== EXTRACTED TEXT ==
□ □ □
Administration, Amazon AWS, Azure, Editorials

When The Flu = Better DB Practices

Like too many of us, I’ve been fighting a nasty bout of the cold or flu or whatever it is that’s going around.  And while I’ve been enjoying (!) the exhaustion and inability to think straight actually got me thinking about the many things that keep systems running so you’re not on the hook 24/7.

One of the things that is coming up more and more with different folks that we’re working with is that fact that the systems may be documented, backed-up, recoverable and such at the database level, but the inter-dependencies haven’t received the same care and feeding.  This isn’t just a cloud issue, particularly with so many on-premises services, and mixed/hybrid on-premises-cloud environments.  With so many component parts in place to make the systems work, it’s critical to, frankly, be a pain in the back-side to the teams using these services so you can make sure the recoverability knowledge of these systems is fully accounted for.

Some of the things to address this that have helped in our own systems include:

  • Create a system diagram, including processes – a nice, big, poster-style image of your infrastructure.  Using Azure hosted functions?  Great.  Include them.  Have Lambda processes?  Excellent.  Include them.
  • Think about things that can go wrong.  Not deep, intricate things, but just normal, run of the mill things.  “Email isn’t going out…,” “the database is throwing errors on the user interface…,” “the pages aren’t working because of SSL issues…” – then do a series of steps and things that can be checked down through the architecture.  Shine a light on the infrastructure and give yourself (and of course others) a starting point if things do go awry.
  • Start a new intranet site (we use Google Sites) and document whenever something happens, what you do to fix it, what the symptoms were.  One of the most important things you can do is add a paragraph of terms that SOMEONE ELSE would be searching for to find that page.  Not everyone will put in “404” but they may enter things like “page not found” or “couldn’t find the page” or whatever.  (Simple examples)  This has been one of the most helpful things we have done – to put everyday descriptive terms in the page so it can be found quickly.   Corollary: If you have an issue that IS documented, but the person couldn’t find it, ask what they searched on.  Add that to the page so next time, it’ll work correctly.
  • Think about how people ingest this type of content under stress.  Things won’t be pretty if something is going wrong, their key go-to person (you) is out sick and they’re trying to pick up the pieces.  Keep it extremely specific in terms of steps, extremely concise and make them winners if at all possible for following the steps.
□ □ □
== MATERIAL SHOWN ==
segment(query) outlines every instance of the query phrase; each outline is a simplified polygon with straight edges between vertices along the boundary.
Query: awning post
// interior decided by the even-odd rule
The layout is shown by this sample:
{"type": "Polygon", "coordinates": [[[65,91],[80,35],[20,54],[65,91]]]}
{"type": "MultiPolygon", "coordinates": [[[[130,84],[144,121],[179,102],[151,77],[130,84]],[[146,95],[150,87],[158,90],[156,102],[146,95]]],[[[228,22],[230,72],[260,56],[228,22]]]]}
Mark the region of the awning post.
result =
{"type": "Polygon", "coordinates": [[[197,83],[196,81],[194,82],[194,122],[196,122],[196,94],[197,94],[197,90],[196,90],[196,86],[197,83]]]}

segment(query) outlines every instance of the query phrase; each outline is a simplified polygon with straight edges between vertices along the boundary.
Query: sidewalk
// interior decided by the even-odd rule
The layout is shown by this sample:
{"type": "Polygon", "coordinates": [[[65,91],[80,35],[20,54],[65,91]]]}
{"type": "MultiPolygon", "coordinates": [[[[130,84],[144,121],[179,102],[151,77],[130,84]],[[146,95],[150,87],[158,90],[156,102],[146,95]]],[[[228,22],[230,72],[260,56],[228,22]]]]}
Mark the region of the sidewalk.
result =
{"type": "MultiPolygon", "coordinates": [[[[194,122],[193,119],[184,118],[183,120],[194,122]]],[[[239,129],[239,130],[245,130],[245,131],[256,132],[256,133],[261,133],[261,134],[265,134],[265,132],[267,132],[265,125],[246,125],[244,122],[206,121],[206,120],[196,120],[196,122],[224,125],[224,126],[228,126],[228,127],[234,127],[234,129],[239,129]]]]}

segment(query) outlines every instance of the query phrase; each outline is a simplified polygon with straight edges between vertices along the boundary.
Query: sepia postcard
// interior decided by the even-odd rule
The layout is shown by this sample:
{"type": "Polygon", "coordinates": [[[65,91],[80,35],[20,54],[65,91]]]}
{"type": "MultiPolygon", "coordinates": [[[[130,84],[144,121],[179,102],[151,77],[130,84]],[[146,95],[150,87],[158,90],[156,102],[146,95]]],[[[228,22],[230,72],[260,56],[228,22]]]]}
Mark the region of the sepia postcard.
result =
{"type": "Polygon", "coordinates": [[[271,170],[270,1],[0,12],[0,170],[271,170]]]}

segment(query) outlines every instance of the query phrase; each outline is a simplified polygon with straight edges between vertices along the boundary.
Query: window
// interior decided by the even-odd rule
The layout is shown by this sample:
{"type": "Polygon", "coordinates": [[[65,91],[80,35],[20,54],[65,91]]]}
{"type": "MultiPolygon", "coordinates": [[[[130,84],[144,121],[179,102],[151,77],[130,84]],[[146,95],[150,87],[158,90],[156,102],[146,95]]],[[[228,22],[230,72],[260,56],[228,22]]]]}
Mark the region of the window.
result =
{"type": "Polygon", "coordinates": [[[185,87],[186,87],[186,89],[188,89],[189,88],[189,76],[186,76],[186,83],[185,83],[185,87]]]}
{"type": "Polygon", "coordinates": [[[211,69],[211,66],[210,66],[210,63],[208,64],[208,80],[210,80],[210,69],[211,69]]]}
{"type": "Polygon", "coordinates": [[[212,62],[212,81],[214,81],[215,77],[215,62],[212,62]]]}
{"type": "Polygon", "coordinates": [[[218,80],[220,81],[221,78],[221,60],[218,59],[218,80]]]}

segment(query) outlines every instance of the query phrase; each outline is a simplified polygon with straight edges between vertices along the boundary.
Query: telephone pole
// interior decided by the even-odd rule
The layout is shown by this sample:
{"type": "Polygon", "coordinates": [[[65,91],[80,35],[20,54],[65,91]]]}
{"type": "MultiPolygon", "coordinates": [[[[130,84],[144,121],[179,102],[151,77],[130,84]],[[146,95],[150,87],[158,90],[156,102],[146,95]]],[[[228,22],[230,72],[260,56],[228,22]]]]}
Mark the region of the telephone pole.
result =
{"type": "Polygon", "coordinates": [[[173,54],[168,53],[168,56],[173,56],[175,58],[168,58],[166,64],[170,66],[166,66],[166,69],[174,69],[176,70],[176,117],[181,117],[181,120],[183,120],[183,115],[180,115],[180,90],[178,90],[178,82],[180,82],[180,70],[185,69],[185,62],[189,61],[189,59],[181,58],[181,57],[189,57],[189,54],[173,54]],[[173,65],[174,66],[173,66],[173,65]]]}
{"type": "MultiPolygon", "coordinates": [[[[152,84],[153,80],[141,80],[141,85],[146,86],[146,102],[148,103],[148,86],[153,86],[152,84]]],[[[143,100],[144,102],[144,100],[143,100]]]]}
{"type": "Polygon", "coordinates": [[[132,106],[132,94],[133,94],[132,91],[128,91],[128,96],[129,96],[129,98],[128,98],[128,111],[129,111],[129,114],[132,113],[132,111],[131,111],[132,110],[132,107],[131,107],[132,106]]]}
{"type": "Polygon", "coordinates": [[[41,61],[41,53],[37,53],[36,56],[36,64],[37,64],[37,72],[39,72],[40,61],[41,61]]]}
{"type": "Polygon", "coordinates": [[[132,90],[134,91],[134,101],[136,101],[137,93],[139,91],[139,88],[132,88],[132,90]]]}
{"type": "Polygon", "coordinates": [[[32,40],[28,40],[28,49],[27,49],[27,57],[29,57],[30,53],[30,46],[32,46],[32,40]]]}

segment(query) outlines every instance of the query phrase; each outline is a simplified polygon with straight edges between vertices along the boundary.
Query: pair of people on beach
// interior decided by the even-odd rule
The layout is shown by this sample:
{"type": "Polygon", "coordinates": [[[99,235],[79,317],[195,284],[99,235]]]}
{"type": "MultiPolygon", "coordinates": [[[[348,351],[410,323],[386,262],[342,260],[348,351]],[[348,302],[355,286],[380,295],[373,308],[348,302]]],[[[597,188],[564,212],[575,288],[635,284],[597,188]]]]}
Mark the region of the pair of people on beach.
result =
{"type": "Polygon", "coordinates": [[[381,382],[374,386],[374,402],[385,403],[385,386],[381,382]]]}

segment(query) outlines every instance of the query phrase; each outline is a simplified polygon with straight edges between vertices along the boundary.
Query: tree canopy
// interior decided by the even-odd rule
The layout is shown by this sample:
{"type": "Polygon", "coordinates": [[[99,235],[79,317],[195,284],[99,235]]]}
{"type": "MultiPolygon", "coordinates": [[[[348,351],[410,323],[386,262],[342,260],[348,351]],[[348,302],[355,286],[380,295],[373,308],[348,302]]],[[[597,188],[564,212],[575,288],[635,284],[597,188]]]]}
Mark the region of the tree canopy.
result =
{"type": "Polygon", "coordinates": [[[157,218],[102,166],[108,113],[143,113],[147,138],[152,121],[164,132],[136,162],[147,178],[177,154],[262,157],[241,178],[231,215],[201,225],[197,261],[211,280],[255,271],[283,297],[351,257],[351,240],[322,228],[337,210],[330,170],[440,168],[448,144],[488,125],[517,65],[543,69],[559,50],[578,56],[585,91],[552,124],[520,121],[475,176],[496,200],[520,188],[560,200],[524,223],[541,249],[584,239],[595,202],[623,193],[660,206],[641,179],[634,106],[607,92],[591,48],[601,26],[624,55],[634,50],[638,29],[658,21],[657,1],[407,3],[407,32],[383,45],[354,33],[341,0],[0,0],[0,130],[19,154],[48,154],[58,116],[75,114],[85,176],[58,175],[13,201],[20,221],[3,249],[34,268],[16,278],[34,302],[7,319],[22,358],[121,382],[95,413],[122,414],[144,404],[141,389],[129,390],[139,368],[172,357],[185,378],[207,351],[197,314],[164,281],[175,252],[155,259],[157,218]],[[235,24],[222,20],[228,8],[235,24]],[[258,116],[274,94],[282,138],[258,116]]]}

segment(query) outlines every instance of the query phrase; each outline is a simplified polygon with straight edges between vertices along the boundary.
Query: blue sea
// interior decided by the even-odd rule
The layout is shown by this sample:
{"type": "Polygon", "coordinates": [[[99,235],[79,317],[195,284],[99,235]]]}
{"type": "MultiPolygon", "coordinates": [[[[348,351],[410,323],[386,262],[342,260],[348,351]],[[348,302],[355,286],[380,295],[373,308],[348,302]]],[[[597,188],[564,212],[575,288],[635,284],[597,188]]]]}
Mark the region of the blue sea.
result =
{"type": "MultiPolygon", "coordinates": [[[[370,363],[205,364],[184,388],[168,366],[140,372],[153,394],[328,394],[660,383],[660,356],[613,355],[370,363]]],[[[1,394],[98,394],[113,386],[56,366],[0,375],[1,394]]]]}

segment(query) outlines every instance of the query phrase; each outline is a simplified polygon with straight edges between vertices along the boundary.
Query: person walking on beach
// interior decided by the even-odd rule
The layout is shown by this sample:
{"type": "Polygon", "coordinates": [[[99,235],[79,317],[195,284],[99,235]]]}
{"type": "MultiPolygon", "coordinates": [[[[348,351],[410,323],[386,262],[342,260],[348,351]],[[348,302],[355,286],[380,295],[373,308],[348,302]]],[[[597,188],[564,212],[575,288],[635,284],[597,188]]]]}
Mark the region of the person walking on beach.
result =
□ □ □
== WORK TASK ==
Copy word for word the part of the post on flu and better database practices from "Some of the" to "do go awry.".

== RESPONSE TO THIS TASK ==
Some of the things to address this that have helped in our own systems include:

  • Create a system diagram, including processes – a nice, big, poster-style image of your infrastructure.  Using Azure hosted functions?  Great.  Include them.  Have Lambda processes?  Excellent.  Include them.
  • Think about things that can go wrong.  Not deep, intricate things, but just normal, run of the mill things.  “Email isn’t going out…,” “the database is throwing errors on the user interface…,” “the pages aren’t working because of SSL issues…” – then do a series of steps and things that can be checked down through the architecture.  Shine a light on the infrastructure and give yourself (and of course others) a starting point if things do go awry.